§ **Supplied text**:
Lenore Carter, born August 19th, 1936, grew up on a little island named Grenada, in the Caribbean. She lived in the largest town called St. Andrews. In the earlier stages of her life, Lenore attended a Catholic school. The students were given a slate and pencil or chalkboard rather than paper and pen. Instead of reciting ABCs or doing regular schoolwork, Lenore remembers being led to the back of the Church to sit and learn about her purpose. She recalled a particular time at “Black Sabbath” when she saw Jesus on the cross with his hands outstretched, beaten and bruised. She asked why they had put him there. “I was sorry for him, and I’d go to look as close as I could. Then someone said, ‘bad men put him there’.”
One day, on her long journey to her aunt’s house, Lenore noticed a school in the area. She asked her aunt about it and was told that many “English people” attended. Lenore was excited to learn more about it. Her aunt told her that if she joined, there would be a possibility that she would be taught proper ministry. Her mother was happy to hear it, so they went up to ask about joining. She was told that she could join in September when the school reopened. Once she started, she began to work with the missionaries. The commute was long and difficult, but Lenore remained persistent. “We had to walk most of the time in the morning because the buses would run for people going to work.”
Lenore’s parents lived apart. Her father was once a senator in parliament who later owned a store. Her mother lived in the countryside and tended to her garden. Lenore’s father wanted her to become the shop’s secretary, but Lenore had other plans. One day a few girls from the school told her their plan to go to England to do nursing, and she said that she would like to go too. Her father was displeased. He insisted that she’d have to come back if she went to study abroad. Her mother was sick and would need extra care. Lenore agreed and travelled to England to study and returned to help her father with his shop. Her dad did not want her to practice at the hospital in Grenada; instead, he wanted her to work with him. For a year and a half, she did before leaving for Canada.
While at her father’s store, Lenore met a woman named Madeline Rai. She had come to the island with “Sisters.”Lenore believed them to be nuns, “They didn’t wear a habit, but they were in good enough character.” The ladies told her that Canada had plenty of opportunities for her in her field of interest and that she should make a trip to discover them. Despite her father’s protests, Lenore took their advice. Before leaving the island, her father insisted that she return if he ever needed her. She spent several years studying and practicing nursing at Hamilton Hospital.
Lenore worked for a year in Toronto at East General Hospital then returned to Grenada to take care of her dad. She found out that her dad had become a Christian. He said that he had gotten confirmed at an Anglican church and didn’t know that he could have a relationship with the Lord. She spent seven years in Grenada before returning to Canada. “I came back because my sister wanted me to get a job in Toronto.” She got involved with the missionaries at her church, where she first heard about Shepherd Village.
Lenore Carter is a spiritual Caribbean-born woman who has spent many years seeking out her dreams and chasing after them despite the hardships and difficulties
that she may have faced along the way. Her story is one of determination and should come as an inspiration to those who believe that they cannot strive for greatness due to their circumstances. She sought out the things that made her happy. It was an honour to write a summary of her story, and I am sure that there is so much more to tell.

§ **Task set**:
**a.** In the story of Lenore Carter, at which hospital in Toronto did she work for a year?
**b.** Copy the story of Lenore Carter word for word, from "Lenore’s parents lived" up to and including "leaving for Canada.".
The listing that comes next has nothing to do with the story of Lenore Carter.

§ **Information provided**:
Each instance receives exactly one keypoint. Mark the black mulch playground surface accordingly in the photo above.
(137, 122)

§ **Results of the tasks**:
**a.** East General Hospital.

**b.**
Lenore’s parents lived apart. Her father was once a senator in parliament who later owned a store. Her mother lived in the countryside and tended to her garden. Lenore’s father wanted her to become the shop’s secretary, but Lenore had other plans. One day a few girls from the school told her their plan to go to England to do nursing, and she said that she would like to go too. Her father was displeased. He insisted that she’d have to come back if she went to study abroad. Her mother was sick and would need extra care. Lenore agreed and travelled to England to study and returned to help her father with his shop. Her dad did not want her to practice at the hospital in Grenada; instead, he wanted her to work with him. For a year and a half, she did before leaving for Canada.